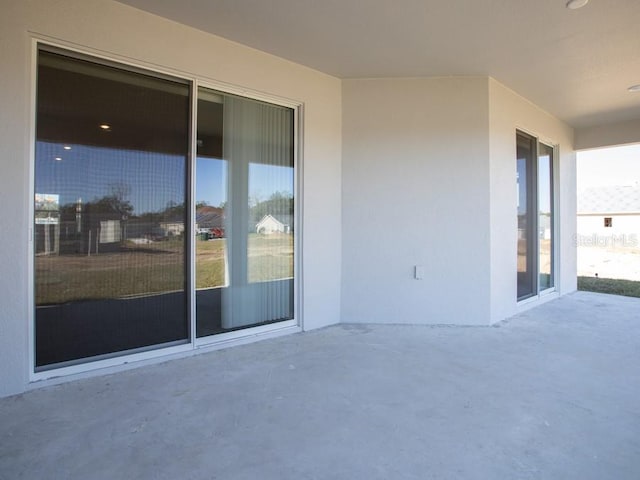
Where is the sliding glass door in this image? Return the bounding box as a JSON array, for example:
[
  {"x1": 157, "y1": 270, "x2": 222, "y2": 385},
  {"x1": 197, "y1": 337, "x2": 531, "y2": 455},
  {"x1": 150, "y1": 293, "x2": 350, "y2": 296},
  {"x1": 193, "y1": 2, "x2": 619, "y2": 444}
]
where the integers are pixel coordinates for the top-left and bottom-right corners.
[
  {"x1": 196, "y1": 88, "x2": 295, "y2": 337},
  {"x1": 516, "y1": 132, "x2": 554, "y2": 300},
  {"x1": 34, "y1": 51, "x2": 190, "y2": 368},
  {"x1": 33, "y1": 46, "x2": 296, "y2": 371}
]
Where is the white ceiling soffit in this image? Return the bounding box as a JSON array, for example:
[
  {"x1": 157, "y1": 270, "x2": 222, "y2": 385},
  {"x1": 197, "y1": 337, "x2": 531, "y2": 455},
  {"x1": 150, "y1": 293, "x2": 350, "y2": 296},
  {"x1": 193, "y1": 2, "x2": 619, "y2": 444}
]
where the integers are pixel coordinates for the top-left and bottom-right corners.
[{"x1": 116, "y1": 0, "x2": 640, "y2": 128}]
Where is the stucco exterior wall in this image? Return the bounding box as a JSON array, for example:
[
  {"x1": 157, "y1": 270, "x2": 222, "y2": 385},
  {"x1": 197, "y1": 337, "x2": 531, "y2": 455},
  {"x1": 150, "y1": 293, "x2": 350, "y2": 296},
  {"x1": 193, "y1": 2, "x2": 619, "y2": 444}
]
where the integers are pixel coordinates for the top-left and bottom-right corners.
[{"x1": 342, "y1": 77, "x2": 490, "y2": 325}]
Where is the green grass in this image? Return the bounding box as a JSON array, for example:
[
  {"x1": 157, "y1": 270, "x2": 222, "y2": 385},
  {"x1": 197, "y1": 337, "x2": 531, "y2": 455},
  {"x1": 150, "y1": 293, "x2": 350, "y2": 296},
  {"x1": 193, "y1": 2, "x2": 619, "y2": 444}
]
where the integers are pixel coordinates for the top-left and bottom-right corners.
[
  {"x1": 578, "y1": 277, "x2": 640, "y2": 297},
  {"x1": 35, "y1": 234, "x2": 293, "y2": 305}
]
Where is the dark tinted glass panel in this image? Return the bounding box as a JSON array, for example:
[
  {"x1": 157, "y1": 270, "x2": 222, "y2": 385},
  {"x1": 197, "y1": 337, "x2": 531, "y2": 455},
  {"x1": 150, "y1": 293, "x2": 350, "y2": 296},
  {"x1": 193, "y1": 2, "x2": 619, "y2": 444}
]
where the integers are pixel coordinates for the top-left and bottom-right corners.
[
  {"x1": 34, "y1": 51, "x2": 189, "y2": 367},
  {"x1": 196, "y1": 88, "x2": 295, "y2": 337},
  {"x1": 516, "y1": 129, "x2": 536, "y2": 299}
]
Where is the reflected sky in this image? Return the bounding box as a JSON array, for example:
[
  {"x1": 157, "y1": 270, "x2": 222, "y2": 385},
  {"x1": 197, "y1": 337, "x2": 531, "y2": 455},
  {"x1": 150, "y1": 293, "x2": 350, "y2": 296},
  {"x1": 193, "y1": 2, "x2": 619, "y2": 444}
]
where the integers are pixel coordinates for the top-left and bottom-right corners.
[{"x1": 35, "y1": 141, "x2": 185, "y2": 215}]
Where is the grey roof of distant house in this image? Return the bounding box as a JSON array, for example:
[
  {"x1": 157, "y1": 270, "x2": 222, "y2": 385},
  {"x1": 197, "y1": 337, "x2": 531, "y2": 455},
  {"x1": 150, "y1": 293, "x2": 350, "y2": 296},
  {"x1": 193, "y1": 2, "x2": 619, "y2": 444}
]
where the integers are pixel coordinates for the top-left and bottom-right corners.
[{"x1": 578, "y1": 185, "x2": 640, "y2": 215}]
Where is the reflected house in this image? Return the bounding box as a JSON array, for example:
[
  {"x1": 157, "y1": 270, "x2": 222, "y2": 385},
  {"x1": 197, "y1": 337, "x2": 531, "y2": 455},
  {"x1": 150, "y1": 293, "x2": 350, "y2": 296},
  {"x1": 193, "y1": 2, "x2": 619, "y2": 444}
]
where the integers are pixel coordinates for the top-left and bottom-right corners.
[
  {"x1": 159, "y1": 220, "x2": 184, "y2": 237},
  {"x1": 256, "y1": 214, "x2": 291, "y2": 235},
  {"x1": 196, "y1": 205, "x2": 225, "y2": 238}
]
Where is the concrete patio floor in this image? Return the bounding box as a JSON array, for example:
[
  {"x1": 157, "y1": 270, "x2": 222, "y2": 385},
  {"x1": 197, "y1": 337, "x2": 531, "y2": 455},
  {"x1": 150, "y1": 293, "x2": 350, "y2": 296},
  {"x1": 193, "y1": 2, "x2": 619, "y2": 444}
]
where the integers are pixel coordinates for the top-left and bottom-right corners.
[{"x1": 0, "y1": 292, "x2": 640, "y2": 480}]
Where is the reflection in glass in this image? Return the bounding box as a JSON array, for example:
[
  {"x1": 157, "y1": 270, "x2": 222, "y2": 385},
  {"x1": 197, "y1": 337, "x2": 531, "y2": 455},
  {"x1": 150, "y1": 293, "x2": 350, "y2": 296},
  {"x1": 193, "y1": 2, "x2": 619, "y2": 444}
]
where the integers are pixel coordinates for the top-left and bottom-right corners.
[
  {"x1": 196, "y1": 88, "x2": 295, "y2": 337},
  {"x1": 516, "y1": 132, "x2": 536, "y2": 300},
  {"x1": 538, "y1": 143, "x2": 553, "y2": 291},
  {"x1": 34, "y1": 51, "x2": 189, "y2": 367}
]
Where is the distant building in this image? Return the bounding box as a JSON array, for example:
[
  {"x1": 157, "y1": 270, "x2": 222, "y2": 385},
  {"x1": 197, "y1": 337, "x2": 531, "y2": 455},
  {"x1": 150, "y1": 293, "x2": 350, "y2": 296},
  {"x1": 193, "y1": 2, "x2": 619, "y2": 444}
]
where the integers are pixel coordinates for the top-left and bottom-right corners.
[
  {"x1": 577, "y1": 185, "x2": 640, "y2": 247},
  {"x1": 256, "y1": 215, "x2": 291, "y2": 235}
]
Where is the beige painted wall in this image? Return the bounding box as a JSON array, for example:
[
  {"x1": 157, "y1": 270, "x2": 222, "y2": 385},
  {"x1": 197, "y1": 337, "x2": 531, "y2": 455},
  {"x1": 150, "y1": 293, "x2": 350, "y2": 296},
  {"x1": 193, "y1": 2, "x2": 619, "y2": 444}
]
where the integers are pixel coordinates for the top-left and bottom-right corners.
[
  {"x1": 489, "y1": 79, "x2": 576, "y2": 322},
  {"x1": 576, "y1": 120, "x2": 640, "y2": 150},
  {"x1": 0, "y1": 0, "x2": 341, "y2": 396},
  {"x1": 342, "y1": 77, "x2": 490, "y2": 324}
]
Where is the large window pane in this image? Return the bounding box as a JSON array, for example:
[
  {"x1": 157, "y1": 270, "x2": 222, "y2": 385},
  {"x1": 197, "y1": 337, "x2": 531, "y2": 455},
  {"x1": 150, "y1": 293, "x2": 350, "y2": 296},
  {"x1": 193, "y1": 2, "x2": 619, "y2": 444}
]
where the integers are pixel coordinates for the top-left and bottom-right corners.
[
  {"x1": 516, "y1": 133, "x2": 536, "y2": 299},
  {"x1": 538, "y1": 143, "x2": 554, "y2": 290},
  {"x1": 196, "y1": 88, "x2": 295, "y2": 337},
  {"x1": 34, "y1": 51, "x2": 189, "y2": 367}
]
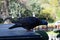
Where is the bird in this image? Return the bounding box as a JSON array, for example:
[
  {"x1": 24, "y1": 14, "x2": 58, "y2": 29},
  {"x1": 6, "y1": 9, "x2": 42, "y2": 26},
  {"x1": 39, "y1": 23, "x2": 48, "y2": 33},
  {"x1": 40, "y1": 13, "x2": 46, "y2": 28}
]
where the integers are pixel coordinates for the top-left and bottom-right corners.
[{"x1": 9, "y1": 17, "x2": 48, "y2": 31}]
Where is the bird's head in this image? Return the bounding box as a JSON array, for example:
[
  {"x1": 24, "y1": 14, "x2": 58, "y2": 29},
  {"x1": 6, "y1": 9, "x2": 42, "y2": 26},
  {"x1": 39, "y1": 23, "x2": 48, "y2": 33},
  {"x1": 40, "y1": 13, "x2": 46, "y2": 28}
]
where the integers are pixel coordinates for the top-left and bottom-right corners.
[{"x1": 40, "y1": 20, "x2": 48, "y2": 25}]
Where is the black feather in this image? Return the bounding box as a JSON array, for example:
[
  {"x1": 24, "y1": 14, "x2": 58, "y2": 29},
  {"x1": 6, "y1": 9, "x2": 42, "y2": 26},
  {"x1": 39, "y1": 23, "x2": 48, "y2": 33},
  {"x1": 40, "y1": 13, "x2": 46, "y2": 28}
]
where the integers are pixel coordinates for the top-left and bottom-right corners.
[{"x1": 9, "y1": 17, "x2": 47, "y2": 30}]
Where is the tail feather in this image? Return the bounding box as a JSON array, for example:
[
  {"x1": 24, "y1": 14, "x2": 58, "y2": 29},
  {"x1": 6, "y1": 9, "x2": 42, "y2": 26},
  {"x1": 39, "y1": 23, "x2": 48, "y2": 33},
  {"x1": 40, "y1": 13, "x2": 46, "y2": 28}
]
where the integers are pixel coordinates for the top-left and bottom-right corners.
[{"x1": 9, "y1": 25, "x2": 17, "y2": 29}]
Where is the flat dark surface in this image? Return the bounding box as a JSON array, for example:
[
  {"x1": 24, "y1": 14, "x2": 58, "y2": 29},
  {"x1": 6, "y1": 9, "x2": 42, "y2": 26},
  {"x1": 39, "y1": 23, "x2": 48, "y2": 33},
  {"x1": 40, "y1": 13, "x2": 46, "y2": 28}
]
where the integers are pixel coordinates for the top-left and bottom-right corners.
[{"x1": 0, "y1": 24, "x2": 41, "y2": 40}]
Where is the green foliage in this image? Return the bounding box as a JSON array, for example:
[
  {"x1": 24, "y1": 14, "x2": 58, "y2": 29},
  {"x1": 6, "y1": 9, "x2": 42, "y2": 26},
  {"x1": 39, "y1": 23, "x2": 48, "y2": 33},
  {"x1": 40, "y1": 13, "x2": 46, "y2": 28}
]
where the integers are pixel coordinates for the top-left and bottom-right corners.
[{"x1": 0, "y1": 18, "x2": 3, "y2": 23}]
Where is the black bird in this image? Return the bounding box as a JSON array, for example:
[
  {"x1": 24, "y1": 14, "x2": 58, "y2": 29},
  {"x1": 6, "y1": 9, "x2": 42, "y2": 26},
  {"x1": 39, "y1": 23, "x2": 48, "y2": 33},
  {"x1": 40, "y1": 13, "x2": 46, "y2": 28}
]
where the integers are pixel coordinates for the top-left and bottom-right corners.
[{"x1": 9, "y1": 17, "x2": 48, "y2": 30}]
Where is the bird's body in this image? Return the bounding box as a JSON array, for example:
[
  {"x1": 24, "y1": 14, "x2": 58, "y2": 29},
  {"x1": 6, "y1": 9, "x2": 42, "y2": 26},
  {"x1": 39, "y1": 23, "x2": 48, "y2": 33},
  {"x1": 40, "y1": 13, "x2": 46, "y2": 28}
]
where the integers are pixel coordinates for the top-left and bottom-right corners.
[{"x1": 9, "y1": 17, "x2": 47, "y2": 30}]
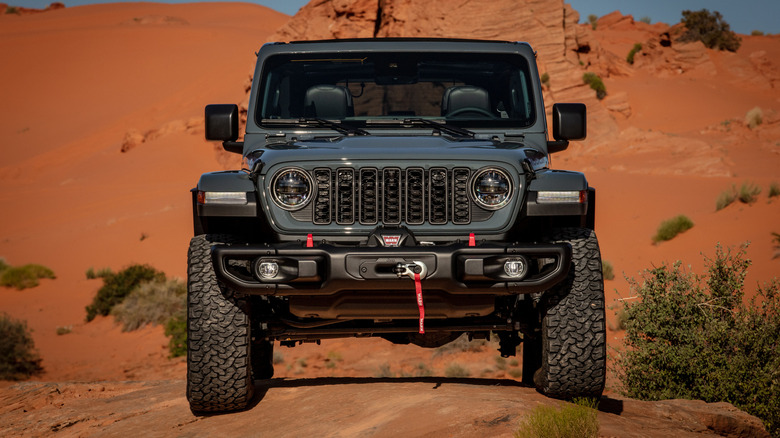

•••

▶ **Exercise aim**
Please return every line in the items above that contains the word "dark", treating uppercase and lowercase as different.

▶ **Task response**
Where is the dark tinted glass panel in this image? Return the bounding box as a JSON array, for example:
Where is the flat dark surface in this image? Return the bounding box as a JSON array, for example:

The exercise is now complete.